(Saved data entries)
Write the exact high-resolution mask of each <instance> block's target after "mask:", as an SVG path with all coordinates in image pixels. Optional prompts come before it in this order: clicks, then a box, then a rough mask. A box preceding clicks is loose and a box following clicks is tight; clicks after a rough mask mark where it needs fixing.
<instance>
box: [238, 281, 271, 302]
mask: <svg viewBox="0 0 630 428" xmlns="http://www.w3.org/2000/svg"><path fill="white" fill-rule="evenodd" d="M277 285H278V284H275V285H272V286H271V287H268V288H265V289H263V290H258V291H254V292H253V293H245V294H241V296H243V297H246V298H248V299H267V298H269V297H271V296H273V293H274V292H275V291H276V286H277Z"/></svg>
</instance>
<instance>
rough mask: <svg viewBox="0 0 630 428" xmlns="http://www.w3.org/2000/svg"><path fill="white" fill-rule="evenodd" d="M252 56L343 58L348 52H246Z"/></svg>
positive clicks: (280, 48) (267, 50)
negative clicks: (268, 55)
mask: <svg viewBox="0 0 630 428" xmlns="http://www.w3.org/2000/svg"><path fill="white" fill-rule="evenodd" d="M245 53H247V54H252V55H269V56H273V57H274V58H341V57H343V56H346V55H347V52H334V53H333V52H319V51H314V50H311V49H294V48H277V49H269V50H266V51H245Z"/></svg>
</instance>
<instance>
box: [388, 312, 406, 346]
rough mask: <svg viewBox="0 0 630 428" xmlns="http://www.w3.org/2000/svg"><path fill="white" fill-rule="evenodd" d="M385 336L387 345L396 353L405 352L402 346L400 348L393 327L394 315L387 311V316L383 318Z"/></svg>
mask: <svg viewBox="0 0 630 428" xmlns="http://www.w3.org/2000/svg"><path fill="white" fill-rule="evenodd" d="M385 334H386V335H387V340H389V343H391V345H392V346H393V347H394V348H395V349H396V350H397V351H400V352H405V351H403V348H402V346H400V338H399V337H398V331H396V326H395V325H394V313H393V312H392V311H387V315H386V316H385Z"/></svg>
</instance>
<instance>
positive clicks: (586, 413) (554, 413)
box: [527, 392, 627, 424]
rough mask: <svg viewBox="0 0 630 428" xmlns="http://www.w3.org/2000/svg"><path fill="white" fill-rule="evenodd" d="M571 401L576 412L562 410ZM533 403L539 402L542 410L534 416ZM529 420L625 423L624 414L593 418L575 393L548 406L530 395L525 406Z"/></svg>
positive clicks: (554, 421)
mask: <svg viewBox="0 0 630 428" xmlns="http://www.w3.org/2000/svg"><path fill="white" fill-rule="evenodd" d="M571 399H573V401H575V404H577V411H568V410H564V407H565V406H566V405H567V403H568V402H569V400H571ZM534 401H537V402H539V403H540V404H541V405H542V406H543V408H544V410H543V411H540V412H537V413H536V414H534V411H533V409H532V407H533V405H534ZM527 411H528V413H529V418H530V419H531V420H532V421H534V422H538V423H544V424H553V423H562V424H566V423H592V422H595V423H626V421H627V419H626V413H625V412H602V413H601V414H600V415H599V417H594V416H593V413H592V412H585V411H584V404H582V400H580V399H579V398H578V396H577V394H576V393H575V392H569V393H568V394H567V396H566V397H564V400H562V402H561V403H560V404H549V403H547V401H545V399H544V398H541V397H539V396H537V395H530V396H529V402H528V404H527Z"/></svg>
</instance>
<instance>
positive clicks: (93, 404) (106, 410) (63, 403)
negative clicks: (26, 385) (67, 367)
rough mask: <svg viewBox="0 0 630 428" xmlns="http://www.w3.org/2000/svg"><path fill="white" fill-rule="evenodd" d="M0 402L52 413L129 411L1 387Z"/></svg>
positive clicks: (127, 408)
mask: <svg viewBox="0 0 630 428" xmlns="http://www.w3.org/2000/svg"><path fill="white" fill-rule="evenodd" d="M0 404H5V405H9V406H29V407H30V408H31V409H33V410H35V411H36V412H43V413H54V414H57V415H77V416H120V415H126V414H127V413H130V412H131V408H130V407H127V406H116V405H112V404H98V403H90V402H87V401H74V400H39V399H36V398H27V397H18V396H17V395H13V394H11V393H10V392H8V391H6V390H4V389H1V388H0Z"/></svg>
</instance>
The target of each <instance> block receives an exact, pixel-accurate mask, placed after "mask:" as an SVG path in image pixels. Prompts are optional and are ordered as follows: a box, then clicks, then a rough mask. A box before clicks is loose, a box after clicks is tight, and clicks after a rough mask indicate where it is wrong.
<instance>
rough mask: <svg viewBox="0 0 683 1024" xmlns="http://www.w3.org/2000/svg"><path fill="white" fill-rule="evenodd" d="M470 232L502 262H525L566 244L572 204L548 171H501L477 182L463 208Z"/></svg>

Task requirements: All of the data should be retyped exactly.

Answer space:
Write the exact high-resolution mask of each <instance> block's target after "mask:", as an SVG path with all coordinates in image pixels. Optional prompts come before it in this order: clicks, then a box, then a rough mask. A box preceding clicks is loose and a box following clicks is tight; clicks after a rough mask mark where it needs fixing.
<instance>
box: [238, 281, 271, 302]
mask: <svg viewBox="0 0 630 428" xmlns="http://www.w3.org/2000/svg"><path fill="white" fill-rule="evenodd" d="M277 285H278V284H275V285H272V286H271V287H268V288H265V289H263V290H258V291H254V292H253V293H245V294H241V296H243V297H246V298H248V299H267V298H269V297H271V296H273V293H274V292H275V291H276V286H277Z"/></svg>
</instance>
<instance>
rough mask: <svg viewBox="0 0 630 428" xmlns="http://www.w3.org/2000/svg"><path fill="white" fill-rule="evenodd" d="M252 56L343 58L348 52H246Z"/></svg>
positive clicks: (280, 48) (267, 50)
negative clicks: (268, 55)
mask: <svg viewBox="0 0 630 428" xmlns="http://www.w3.org/2000/svg"><path fill="white" fill-rule="evenodd" d="M245 53H247V54H252V55H269V56H273V57H274V58H341V57H343V56H346V55H347V52H334V53H333V52H319V51H314V50H311V49H294V48H277V49H269V50H266V51H245Z"/></svg>
</instance>
<instance>
box: [388, 312, 406, 346]
rough mask: <svg viewBox="0 0 630 428" xmlns="http://www.w3.org/2000/svg"><path fill="white" fill-rule="evenodd" d="M385 336L387 345L396 353L405 352L402 346L400 348L393 327L394 315L387 311V316L383 318Z"/></svg>
mask: <svg viewBox="0 0 630 428" xmlns="http://www.w3.org/2000/svg"><path fill="white" fill-rule="evenodd" d="M385 334H386V335H387V340H389V343H391V345H392V346H393V347H394V348H395V349H396V350H397V351H400V352H405V351H403V348H402V346H400V338H399V337H398V331H396V326H395V325H394V313H393V312H392V311H387V315H386V316H385Z"/></svg>
</instance>
<instance>
positive clicks: (586, 413) (554, 413)
box: [527, 392, 627, 424]
rough mask: <svg viewBox="0 0 630 428" xmlns="http://www.w3.org/2000/svg"><path fill="white" fill-rule="evenodd" d="M571 401L576 412L562 410ZM533 403L539 402L542 410L534 416ZM529 420L625 423L624 414L593 418L575 393L548 406L530 395L525 406Z"/></svg>
positive clicks: (554, 421)
mask: <svg viewBox="0 0 630 428" xmlns="http://www.w3.org/2000/svg"><path fill="white" fill-rule="evenodd" d="M571 399H573V401H575V404H577V411H568V410H564V407H565V406H566V405H567V403H568V402H569V400H571ZM534 401H537V402H539V403H540V404H541V405H542V406H543V408H544V410H543V411H540V412H537V413H536V414H534V411H533V409H532V407H533V405H534ZM527 411H528V413H529V418H530V419H531V420H532V421H534V422H538V423H544V424H553V423H562V424H566V423H592V422H595V423H626V421H627V419H626V413H625V412H602V413H601V414H600V415H599V417H594V416H593V413H592V412H585V411H584V404H582V400H580V399H579V398H578V396H577V394H576V393H575V392H569V393H568V394H567V396H566V397H564V400H562V402H561V403H560V404H549V403H547V401H545V399H544V398H541V397H539V396H537V395H530V396H529V402H528V404H527Z"/></svg>
</instance>
<instance>
positive clicks: (93, 404) (106, 410) (63, 403)
negative clicks: (26, 385) (67, 367)
rough mask: <svg viewBox="0 0 630 428" xmlns="http://www.w3.org/2000/svg"><path fill="white" fill-rule="evenodd" d="M0 402L52 413L129 411L1 387Z"/></svg>
positive clicks: (127, 408)
mask: <svg viewBox="0 0 630 428" xmlns="http://www.w3.org/2000/svg"><path fill="white" fill-rule="evenodd" d="M0 404H5V405H9V406H29V407H30V408H31V409H33V410H35V411H36V412H43V413H54V414H57V415H77V416H120V415H126V414H127V413H130V412H131V408H130V407H127V406H116V405H112V404H98V403H90V402H87V401H74V400H39V399H36V398H27V397H18V396H17V395H13V394H11V393H10V392H8V391H6V390H4V389H1V388H0Z"/></svg>
</instance>
The target of each <instance> block receives an exact, pixel-accurate mask, placed after "mask:" as an SVG path in image pixels. Prompts are optional and are ordered as follows: a box, then clicks, then a rough mask. A box before clicks is loose, a box after clicks is tight, and clicks after a rough mask indicate where it is wrong.
<instance>
rough mask: <svg viewBox="0 0 683 1024" xmlns="http://www.w3.org/2000/svg"><path fill="white" fill-rule="evenodd" d="M470 232L502 262H525L566 244L572 204L548 171H501L477 182L463 208Z"/></svg>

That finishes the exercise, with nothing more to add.